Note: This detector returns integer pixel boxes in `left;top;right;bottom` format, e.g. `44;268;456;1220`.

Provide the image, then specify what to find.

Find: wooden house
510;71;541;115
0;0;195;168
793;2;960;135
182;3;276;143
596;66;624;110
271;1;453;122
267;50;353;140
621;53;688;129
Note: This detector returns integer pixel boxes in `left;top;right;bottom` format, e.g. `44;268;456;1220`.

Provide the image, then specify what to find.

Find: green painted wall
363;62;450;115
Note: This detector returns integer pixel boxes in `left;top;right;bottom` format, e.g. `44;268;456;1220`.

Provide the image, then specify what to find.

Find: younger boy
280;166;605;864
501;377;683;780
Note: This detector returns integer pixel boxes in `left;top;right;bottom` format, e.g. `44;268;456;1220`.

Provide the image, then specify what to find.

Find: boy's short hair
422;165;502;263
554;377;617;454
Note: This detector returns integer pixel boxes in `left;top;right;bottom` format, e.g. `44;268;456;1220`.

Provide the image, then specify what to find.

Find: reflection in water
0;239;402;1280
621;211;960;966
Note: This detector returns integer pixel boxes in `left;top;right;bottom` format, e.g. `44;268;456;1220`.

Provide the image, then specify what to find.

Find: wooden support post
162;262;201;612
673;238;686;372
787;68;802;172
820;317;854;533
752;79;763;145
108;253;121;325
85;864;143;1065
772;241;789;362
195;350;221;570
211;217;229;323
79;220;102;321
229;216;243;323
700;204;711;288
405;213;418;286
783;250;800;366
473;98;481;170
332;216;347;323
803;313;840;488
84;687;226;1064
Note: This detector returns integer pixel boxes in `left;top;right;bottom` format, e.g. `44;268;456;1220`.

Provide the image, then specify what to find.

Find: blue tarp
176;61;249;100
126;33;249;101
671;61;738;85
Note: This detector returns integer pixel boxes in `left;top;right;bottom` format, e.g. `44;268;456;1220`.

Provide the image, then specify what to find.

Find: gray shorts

→ Problem details:
So that no detail is lost, give every line of the data again exactly.

→ Reply to the exercise:
Note: This detector returns integer pixel boxes in `left;top;right;bottom` format, e.g. `44;268;456;1220`.

Provide the image, then specify what to find.

Find: wooden house
510;71;541;115
0;0;195;168
793;2;960;135
182;3;276;143
596;66;624;110
271;1;453;122
267;50;353;140
621;53;688;129
Note: This detector returns integer pixel boxes in `left;top;right;bottom` format, e.g. `44;268;456;1220`.

Provide the image, then specify what to find.

Find: green painted wall
363;62;450;115
Note: This detector returns integer pixel boxes in `left;top;right;bottom` format, e.g. `44;268;456;1220`.

Provide the image, then specify what to find.

Find: younger boy
280;166;605;864
501;377;683;780
Note: This detector returns integer pixel boxes in `left;top;right;bottom` format, e.g. `44;268;456;1220`.

Provide the image, then specify what to find.

Find: boy's short hair
422;165;502;263
554;377;617;454
Note: This detector returns integer pixel boxes in `left;top;right;bottom` format, e.g. `44;268;456;1220`.

Provide the image, then specify what to find.

Find: reflection in water
0;239;402;1280
621;211;960;966
Note: This detector returns integer pixel boxes in `left;top;right;bottom` format, e.g. `44;268;456;1220`.

Provide the image, then specify what to find.

Find: wooden support post
162;262;201;612
673;238;686;372
787;68;802;172
820;317;854;533
752;79;763;145
108;253;121;325
85;864;143;1065
772;241;789;362
195;350;221;570
211;217;229;323
79;220;102;321
229;216;243;323
700;204;711;288
405;213;418;286
783;250;800;366
473;98;481;170
332;216;347;323
803;313;840;488
84;687;226;1064
Note: This detector returns integer pixel boxes in `left;top;right;bottom` format, e.g. `44;268;456;1220`.

Provide the image, then specify what to find.

Find: blue tarp
176;61;249;100
126;33;249;101
671;61;738;85
Note: This detector returns integer pixel boxes in `left;top;right;bottom` format, e.g. `44;268;456;1220`.

Provide the image, then specify what to find.

Find: gray shorts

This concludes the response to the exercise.